What to produce:
Reproduce the listing starting at the line that contains "TARGET = seed pod cluster" and ending at the last line of the listing, keeping every line, requests included. Scale each coordinate in the answers by 1.2 and round it to a whole number, with halves rounded up.

(Location identification items)
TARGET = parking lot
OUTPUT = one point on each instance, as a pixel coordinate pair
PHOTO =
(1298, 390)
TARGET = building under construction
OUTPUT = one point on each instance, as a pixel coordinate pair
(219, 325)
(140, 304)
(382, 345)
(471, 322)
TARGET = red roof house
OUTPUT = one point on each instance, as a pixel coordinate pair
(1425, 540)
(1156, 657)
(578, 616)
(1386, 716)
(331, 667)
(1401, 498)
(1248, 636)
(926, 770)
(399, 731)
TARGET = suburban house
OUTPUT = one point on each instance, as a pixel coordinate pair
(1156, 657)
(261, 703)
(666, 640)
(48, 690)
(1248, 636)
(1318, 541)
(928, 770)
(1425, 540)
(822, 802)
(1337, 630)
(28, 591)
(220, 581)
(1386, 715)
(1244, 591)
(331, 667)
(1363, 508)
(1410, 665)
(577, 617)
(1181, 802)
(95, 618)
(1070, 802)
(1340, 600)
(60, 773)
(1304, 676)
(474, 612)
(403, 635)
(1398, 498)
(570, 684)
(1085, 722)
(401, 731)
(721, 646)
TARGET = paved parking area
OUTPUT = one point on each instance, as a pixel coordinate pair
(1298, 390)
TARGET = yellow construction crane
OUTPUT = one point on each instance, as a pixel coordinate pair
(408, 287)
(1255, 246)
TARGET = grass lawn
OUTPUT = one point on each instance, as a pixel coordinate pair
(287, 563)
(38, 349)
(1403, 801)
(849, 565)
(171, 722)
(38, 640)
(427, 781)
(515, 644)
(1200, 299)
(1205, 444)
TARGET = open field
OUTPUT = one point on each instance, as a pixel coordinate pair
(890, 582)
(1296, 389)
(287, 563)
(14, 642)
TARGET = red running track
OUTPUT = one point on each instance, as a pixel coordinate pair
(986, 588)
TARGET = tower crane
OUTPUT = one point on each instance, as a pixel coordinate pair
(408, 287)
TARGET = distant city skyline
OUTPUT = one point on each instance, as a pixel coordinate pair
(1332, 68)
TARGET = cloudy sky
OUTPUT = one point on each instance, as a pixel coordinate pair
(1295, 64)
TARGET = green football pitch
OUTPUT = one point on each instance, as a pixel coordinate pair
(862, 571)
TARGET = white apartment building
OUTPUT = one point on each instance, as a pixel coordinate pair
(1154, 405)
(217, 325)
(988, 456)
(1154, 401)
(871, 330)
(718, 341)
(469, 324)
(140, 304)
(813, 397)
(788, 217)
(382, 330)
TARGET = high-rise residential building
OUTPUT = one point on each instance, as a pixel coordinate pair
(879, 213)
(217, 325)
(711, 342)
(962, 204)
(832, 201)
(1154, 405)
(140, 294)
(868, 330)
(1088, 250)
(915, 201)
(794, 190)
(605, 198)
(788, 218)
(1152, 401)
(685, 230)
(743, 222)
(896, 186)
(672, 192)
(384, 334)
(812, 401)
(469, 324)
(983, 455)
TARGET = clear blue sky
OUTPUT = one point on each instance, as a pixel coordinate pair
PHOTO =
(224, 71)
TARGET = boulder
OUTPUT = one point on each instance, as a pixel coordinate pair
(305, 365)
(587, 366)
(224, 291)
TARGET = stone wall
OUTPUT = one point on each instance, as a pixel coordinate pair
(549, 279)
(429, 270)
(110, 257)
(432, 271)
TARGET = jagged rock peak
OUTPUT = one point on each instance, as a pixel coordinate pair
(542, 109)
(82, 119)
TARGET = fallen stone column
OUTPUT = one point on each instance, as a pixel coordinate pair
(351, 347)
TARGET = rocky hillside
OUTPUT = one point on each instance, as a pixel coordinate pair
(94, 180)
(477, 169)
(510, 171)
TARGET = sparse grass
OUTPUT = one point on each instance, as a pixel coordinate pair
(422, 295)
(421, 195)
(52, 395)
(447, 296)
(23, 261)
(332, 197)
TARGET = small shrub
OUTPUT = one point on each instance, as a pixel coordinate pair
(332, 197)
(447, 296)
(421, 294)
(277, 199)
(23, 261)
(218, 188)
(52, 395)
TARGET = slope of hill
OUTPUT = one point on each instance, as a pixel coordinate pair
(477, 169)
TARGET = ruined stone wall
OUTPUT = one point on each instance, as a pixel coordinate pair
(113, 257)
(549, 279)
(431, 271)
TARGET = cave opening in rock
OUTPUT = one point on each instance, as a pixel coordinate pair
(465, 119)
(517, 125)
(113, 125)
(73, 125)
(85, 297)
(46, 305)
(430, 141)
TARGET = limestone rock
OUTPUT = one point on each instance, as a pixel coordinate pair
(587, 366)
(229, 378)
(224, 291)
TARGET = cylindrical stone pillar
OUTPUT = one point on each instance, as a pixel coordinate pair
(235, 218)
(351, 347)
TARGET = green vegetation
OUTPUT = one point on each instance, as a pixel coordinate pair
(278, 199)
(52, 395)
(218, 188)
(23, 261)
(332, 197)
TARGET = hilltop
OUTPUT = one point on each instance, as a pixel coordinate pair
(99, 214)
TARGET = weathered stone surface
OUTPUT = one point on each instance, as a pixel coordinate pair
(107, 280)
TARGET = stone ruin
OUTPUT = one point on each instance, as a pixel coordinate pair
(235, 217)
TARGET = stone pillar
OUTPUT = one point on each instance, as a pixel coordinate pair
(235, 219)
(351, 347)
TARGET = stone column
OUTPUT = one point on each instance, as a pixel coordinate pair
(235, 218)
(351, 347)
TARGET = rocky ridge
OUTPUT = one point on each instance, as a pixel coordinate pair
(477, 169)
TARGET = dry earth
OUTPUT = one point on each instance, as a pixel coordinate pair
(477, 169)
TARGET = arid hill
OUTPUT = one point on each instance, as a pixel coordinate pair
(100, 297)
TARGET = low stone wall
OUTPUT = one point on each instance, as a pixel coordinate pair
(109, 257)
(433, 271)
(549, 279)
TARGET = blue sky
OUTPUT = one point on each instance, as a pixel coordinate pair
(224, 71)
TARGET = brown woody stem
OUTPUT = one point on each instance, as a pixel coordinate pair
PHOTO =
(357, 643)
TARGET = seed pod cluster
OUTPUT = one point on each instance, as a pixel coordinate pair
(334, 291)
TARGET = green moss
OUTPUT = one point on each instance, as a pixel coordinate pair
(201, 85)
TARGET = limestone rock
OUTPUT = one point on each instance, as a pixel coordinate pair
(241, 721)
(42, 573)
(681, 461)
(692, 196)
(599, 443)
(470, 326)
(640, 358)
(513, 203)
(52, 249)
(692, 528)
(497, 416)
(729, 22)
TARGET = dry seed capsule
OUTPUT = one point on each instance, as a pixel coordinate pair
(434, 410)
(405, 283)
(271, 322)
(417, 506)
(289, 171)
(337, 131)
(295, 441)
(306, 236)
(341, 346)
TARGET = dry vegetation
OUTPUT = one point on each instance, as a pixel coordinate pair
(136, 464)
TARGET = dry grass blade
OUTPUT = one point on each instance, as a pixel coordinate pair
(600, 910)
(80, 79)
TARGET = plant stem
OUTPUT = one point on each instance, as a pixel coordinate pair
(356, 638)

Finished exercise:
TARGET = seed pod cluster
OUTPUT = one point on each instance, as a pixel coordinate pair
(401, 349)
TARGET = green moss
OUTPUT = one point on each instance, as a pixel coordinate pair
(241, 102)
TARGET = limestone rock
OUTPUT = one point on each instance, as a pixel coordinate pair
(289, 865)
(50, 688)
(817, 553)
(830, 235)
(719, 532)
(564, 391)
(768, 430)
(616, 244)
(62, 299)
(830, 634)
(596, 499)
(875, 26)
TARGET = dry seed capsule
OUTPUT = one point on each instance, as a pixel coordinate pair
(521, 492)
(486, 340)
(325, 386)
(500, 607)
(347, 205)
(404, 157)
(354, 529)
(367, 283)
(409, 415)
TARGET = dry vegetation
OUTPUT = one point on each instance, as a pixel coordinate pair
(163, 557)
TARGET = dry grass blade
OUTPUT = one point on each instance, as a pixel coordinate pair
(720, 1092)
(96, 95)
TARGET = plant stem
OUTPUT = one point on each instance, as a pixel coordinate pair
(427, 766)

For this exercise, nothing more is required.